*ACTION ITEM*:
When you reach the line containing "travertine floor tile" in the entries below, repeat it and each line after it exactly until the entries end.
Top of TASK MATERIAL
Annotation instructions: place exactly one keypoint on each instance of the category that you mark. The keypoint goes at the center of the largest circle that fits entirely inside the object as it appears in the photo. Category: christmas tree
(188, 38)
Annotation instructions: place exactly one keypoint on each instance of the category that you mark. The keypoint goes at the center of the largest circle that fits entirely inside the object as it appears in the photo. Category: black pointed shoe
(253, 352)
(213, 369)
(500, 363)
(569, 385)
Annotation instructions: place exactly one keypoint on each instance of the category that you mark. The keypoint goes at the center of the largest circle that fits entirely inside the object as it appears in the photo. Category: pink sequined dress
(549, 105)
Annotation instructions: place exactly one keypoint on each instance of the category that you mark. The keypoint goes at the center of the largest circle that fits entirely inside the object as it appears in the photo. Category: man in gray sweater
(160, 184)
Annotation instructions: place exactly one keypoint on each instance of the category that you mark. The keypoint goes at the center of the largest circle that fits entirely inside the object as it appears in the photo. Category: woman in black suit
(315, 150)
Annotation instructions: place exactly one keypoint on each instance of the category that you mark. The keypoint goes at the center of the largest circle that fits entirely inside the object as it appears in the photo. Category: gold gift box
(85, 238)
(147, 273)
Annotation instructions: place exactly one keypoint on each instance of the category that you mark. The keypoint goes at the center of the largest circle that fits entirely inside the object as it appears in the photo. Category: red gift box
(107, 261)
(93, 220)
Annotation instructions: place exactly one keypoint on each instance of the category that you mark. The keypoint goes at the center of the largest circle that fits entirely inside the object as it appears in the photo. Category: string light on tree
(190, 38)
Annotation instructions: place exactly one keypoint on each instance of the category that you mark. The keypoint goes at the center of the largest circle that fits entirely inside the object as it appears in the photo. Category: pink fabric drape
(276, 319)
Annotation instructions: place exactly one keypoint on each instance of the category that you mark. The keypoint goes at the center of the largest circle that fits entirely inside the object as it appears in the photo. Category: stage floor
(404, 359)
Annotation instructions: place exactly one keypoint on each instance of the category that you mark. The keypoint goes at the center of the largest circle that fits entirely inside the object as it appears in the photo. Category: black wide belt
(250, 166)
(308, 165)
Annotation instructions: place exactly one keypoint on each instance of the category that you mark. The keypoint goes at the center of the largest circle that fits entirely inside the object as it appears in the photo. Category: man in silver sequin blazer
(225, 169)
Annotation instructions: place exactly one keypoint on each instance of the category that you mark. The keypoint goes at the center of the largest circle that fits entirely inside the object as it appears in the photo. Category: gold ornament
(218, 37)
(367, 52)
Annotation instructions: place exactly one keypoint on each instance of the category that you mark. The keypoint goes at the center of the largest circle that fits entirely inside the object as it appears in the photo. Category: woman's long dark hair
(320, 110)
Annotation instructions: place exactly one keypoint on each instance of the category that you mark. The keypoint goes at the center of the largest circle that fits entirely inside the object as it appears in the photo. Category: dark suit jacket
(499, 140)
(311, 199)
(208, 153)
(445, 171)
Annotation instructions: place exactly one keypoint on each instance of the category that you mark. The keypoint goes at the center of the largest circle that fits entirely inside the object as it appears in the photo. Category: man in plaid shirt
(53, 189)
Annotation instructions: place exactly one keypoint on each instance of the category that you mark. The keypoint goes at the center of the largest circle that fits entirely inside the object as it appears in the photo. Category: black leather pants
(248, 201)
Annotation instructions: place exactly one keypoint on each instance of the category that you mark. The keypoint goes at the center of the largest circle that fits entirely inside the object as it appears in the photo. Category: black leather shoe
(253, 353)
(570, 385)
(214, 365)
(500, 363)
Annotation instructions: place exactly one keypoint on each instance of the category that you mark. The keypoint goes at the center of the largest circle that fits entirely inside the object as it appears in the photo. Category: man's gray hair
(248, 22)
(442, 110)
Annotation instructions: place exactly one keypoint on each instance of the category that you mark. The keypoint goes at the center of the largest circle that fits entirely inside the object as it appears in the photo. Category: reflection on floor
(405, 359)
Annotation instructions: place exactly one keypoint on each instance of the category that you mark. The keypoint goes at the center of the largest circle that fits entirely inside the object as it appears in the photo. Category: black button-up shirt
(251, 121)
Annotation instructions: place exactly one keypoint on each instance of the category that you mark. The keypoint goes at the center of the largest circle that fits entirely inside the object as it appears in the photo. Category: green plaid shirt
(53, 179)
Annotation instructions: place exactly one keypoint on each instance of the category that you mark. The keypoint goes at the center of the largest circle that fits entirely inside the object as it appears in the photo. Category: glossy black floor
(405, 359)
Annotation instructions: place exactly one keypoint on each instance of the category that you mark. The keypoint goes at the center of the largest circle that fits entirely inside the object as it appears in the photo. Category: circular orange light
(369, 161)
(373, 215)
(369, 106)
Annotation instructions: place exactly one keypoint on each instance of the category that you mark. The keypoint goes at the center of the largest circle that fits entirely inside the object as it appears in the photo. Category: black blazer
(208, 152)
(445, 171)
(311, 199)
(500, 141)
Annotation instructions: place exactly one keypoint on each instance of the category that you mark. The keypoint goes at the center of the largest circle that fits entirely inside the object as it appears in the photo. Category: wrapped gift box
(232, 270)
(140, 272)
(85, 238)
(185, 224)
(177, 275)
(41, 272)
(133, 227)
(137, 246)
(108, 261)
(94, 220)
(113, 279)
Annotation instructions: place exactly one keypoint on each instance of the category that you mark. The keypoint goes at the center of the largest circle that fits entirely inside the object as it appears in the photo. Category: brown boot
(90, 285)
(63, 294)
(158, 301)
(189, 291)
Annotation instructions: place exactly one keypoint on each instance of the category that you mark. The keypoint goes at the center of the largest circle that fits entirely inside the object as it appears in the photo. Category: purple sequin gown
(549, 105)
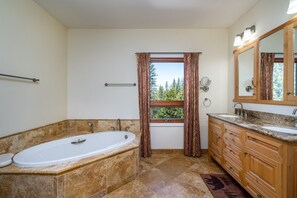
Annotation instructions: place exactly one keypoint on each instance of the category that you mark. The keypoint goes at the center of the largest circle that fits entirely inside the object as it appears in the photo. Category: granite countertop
(256, 124)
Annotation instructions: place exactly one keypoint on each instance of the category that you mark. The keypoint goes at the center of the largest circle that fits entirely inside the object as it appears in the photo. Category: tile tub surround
(167, 175)
(20, 141)
(257, 119)
(117, 167)
(94, 179)
(25, 139)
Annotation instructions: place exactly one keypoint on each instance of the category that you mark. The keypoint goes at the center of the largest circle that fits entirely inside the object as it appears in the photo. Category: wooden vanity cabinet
(263, 162)
(232, 151)
(263, 165)
(215, 139)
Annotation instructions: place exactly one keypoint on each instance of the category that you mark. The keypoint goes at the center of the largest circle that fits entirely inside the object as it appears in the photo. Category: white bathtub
(72, 148)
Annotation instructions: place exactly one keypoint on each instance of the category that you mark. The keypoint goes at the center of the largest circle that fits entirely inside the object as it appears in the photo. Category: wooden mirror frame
(288, 99)
(239, 98)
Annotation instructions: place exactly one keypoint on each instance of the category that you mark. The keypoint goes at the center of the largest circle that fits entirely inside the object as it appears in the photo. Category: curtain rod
(168, 52)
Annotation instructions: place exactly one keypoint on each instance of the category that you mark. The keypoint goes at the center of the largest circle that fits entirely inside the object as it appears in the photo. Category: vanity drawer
(233, 153)
(233, 135)
(263, 146)
(257, 188)
(233, 170)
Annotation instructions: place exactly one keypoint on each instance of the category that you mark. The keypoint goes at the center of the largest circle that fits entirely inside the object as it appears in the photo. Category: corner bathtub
(72, 148)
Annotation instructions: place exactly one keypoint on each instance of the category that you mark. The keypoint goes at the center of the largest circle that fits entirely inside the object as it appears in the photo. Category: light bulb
(237, 40)
(292, 7)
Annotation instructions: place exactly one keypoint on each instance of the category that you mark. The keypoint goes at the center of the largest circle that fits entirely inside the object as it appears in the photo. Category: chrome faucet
(294, 113)
(119, 124)
(241, 108)
(91, 125)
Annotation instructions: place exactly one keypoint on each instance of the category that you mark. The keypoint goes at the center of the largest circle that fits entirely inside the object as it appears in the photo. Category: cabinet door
(263, 165)
(215, 139)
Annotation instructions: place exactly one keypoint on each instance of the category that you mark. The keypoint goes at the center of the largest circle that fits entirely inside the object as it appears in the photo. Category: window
(167, 89)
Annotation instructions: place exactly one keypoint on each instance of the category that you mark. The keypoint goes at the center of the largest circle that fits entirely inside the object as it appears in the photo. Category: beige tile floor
(169, 176)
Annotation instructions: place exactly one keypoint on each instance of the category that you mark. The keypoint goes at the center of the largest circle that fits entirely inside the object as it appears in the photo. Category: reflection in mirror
(272, 66)
(245, 73)
(295, 61)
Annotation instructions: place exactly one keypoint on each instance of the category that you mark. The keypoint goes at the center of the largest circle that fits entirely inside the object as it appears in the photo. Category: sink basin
(281, 129)
(229, 116)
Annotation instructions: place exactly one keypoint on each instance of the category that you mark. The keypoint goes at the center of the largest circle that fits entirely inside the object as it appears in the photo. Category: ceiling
(147, 13)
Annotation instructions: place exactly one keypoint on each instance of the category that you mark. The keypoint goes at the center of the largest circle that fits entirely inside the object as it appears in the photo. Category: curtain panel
(266, 76)
(192, 145)
(143, 69)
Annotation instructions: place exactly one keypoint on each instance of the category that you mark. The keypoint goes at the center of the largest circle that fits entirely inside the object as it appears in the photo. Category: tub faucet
(91, 125)
(119, 124)
(241, 108)
(294, 113)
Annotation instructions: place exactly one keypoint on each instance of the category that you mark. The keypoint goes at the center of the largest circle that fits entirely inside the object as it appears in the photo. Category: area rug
(224, 186)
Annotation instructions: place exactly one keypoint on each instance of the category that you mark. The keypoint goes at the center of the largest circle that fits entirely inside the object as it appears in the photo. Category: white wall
(32, 44)
(96, 56)
(266, 15)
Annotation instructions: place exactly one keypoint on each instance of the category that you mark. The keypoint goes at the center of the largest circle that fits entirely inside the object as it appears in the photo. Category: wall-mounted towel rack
(120, 84)
(20, 77)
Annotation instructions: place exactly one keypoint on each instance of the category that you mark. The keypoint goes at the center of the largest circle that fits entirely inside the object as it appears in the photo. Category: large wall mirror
(292, 63)
(271, 65)
(246, 73)
(266, 68)
(245, 78)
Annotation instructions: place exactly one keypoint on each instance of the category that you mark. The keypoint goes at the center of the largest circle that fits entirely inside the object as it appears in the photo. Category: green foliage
(153, 82)
(278, 81)
(174, 91)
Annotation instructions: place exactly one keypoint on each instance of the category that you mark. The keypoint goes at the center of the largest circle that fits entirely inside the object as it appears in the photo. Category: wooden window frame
(167, 103)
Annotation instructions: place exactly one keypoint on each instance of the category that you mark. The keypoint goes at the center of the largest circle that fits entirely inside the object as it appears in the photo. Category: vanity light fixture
(292, 7)
(244, 36)
(248, 33)
(238, 40)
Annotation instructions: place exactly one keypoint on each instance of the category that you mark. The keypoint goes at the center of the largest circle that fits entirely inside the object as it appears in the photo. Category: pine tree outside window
(167, 90)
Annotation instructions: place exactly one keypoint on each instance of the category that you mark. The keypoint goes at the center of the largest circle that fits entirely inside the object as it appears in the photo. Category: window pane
(167, 81)
(278, 79)
(167, 112)
(295, 92)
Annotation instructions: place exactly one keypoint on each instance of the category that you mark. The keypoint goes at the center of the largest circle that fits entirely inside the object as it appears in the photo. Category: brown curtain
(143, 62)
(267, 61)
(192, 146)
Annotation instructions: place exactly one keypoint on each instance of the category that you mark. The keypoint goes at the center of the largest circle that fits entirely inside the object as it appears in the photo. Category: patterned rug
(224, 186)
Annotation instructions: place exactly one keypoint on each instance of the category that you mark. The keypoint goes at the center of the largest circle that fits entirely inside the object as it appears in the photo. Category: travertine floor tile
(133, 189)
(169, 176)
(155, 179)
(175, 166)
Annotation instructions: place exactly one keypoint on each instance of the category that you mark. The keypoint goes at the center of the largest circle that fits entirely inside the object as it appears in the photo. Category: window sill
(166, 124)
Bottom of TASK MATERIAL
*EXERCISE SOLUTION*:
Annotation instructions: place exactly one keypoint on each instance of the category that you mark. The keypoint goes at the center of the largest circle that fits entirely inside the object as it appears in the photo. Category: travertine floor tile
(133, 189)
(169, 176)
(155, 179)
(175, 166)
Annotation instructions: place exactly one keypoint on each instance of the category that you mark. The keypoint goes at the center of the largest circle that fits entirely inside the object as it appears in the photo. Category: window sill
(166, 124)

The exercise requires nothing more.